## Required action
Consider each line of the material below and note whether it holds "positive". State how many do, and nothing else.

## Entries shown
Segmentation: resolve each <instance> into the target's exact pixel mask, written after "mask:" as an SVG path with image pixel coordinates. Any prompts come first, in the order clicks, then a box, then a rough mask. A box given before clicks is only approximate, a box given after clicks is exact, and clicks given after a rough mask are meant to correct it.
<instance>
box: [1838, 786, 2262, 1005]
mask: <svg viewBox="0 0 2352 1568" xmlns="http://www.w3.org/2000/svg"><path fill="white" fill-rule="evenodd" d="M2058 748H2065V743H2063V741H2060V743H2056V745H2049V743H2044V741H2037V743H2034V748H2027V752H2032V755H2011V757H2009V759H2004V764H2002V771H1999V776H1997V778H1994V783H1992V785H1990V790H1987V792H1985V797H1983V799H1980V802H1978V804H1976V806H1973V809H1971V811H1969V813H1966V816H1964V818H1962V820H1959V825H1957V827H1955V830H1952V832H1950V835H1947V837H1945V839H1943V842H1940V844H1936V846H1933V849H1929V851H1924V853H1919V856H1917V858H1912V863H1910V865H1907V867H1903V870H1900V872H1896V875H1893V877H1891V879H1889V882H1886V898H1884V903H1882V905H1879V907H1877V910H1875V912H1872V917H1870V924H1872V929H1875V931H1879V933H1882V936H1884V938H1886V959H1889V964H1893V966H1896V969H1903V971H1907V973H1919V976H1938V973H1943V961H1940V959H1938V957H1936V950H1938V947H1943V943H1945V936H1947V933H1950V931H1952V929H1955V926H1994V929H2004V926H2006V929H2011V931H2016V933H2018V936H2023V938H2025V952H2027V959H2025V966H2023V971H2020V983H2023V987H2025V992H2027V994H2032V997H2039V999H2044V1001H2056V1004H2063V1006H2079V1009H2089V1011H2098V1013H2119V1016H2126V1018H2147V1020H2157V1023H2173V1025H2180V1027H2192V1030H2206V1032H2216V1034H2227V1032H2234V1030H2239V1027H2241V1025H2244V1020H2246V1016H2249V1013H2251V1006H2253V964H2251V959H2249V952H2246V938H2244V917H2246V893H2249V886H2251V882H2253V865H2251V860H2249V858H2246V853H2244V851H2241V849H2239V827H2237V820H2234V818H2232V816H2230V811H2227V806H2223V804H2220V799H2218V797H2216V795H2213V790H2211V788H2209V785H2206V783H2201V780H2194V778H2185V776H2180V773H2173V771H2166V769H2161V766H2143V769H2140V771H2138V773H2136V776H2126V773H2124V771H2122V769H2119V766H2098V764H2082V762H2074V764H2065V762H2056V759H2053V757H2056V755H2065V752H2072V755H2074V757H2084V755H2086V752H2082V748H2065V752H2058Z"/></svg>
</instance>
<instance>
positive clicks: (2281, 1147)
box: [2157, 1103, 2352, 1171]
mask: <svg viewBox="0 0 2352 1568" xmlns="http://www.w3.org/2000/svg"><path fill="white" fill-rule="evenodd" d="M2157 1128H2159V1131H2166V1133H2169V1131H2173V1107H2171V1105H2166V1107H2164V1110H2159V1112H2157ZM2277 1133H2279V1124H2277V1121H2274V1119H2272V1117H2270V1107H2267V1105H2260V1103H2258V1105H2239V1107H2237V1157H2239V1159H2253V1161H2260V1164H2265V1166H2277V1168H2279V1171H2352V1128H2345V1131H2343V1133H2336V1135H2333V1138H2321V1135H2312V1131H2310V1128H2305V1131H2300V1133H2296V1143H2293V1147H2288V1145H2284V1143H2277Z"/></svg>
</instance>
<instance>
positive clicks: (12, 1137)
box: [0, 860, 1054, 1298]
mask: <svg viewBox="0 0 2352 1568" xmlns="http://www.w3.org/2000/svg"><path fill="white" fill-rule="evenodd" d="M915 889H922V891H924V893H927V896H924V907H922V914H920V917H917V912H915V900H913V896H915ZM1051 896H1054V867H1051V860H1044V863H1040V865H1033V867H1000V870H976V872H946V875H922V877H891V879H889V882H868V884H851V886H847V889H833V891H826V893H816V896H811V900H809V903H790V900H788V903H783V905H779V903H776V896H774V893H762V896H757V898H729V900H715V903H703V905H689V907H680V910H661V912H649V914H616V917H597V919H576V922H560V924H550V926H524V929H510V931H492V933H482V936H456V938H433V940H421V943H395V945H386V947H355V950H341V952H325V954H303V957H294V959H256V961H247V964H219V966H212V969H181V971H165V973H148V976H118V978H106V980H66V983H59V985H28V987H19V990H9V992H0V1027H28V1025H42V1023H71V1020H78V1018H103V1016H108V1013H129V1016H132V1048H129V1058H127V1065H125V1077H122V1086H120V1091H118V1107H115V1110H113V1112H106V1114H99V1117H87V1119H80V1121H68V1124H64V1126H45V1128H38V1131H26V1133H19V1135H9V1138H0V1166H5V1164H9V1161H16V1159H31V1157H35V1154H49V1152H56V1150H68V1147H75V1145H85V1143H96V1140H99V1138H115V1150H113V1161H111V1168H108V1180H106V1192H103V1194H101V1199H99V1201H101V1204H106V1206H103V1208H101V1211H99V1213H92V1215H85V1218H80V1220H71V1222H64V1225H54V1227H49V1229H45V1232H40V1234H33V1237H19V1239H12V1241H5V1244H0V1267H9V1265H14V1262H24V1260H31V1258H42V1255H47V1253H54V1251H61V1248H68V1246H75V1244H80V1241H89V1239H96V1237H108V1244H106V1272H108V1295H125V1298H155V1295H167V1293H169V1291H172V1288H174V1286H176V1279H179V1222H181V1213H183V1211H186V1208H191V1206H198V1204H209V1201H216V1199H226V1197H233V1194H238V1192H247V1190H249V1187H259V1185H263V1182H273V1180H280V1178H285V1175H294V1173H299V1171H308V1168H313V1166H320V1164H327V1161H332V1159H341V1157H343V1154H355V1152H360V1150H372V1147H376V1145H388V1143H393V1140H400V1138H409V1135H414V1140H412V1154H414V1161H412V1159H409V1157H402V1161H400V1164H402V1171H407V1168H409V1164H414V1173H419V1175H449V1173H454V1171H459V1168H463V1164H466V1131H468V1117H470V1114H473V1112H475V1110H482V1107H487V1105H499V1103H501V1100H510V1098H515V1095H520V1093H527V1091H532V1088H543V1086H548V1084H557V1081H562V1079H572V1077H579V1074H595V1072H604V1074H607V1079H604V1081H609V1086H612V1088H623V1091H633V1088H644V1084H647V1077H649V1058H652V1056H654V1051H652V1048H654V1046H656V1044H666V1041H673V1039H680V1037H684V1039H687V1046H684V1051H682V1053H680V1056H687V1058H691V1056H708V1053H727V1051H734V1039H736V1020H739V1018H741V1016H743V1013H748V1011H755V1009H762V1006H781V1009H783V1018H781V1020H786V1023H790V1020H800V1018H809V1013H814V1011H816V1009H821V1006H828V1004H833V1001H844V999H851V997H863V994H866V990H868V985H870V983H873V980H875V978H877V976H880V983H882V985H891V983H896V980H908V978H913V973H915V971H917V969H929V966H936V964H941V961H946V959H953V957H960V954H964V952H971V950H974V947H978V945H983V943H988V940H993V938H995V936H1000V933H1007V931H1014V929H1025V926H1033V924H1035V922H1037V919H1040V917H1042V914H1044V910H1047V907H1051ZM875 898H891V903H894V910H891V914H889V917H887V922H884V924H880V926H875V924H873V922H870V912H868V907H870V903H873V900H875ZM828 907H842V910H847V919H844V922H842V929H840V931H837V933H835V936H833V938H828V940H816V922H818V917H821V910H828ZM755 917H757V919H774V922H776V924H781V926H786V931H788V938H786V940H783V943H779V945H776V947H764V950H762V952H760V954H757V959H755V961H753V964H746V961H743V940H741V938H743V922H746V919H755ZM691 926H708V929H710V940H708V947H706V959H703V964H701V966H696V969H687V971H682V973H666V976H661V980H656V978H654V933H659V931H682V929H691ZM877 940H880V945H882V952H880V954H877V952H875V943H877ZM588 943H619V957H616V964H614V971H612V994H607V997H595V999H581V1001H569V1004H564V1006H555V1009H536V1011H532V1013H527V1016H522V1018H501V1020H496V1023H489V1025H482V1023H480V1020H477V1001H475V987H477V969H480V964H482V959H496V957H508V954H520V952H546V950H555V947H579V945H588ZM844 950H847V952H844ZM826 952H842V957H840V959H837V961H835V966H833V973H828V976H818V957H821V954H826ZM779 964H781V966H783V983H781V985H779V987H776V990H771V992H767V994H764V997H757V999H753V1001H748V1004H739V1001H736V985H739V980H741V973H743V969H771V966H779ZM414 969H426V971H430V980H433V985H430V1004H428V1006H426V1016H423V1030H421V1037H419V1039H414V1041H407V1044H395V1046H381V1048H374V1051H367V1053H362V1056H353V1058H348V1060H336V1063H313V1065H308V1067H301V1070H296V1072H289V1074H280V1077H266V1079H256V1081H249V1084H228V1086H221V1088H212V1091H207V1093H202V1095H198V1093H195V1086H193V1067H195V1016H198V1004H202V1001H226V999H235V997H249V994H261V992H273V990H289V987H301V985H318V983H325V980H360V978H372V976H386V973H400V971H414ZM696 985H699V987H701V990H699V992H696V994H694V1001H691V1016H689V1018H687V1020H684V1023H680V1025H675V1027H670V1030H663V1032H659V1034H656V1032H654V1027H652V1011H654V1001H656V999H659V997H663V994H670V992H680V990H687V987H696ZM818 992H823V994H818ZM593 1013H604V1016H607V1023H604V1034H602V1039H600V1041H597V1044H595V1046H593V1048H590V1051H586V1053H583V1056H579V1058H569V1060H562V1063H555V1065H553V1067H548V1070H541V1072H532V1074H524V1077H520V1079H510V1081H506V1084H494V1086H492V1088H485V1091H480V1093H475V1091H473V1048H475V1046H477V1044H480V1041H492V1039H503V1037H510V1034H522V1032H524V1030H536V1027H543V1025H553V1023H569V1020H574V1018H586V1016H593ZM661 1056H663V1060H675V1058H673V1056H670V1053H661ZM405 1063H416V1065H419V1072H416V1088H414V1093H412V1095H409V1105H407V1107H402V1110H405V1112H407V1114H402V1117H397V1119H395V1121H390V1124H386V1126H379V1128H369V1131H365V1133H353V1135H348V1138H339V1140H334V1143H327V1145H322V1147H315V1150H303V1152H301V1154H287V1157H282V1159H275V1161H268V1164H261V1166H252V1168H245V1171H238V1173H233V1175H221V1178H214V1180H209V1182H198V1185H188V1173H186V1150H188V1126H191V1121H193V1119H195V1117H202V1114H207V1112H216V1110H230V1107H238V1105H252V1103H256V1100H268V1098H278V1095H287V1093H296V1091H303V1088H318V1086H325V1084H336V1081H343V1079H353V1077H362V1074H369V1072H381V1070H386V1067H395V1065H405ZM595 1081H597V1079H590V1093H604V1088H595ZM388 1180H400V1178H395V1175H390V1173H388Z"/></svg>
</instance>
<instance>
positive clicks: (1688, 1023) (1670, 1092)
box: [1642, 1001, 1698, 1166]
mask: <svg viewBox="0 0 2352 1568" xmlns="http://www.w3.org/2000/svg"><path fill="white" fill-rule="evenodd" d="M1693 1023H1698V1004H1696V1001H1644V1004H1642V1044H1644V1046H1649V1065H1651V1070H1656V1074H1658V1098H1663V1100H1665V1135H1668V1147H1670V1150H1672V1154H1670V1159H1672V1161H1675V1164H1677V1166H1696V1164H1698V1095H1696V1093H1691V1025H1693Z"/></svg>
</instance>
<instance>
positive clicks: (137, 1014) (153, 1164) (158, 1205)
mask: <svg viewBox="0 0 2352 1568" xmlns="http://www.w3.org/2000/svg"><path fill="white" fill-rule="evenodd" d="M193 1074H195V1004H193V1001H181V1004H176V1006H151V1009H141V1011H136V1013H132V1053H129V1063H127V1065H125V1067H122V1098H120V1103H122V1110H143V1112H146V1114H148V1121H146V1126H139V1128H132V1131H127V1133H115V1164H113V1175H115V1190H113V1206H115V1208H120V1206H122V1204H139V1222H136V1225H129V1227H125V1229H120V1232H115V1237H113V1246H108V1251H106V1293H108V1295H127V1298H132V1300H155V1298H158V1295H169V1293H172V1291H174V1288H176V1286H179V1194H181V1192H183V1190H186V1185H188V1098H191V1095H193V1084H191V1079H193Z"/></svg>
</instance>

## Solution for this task
4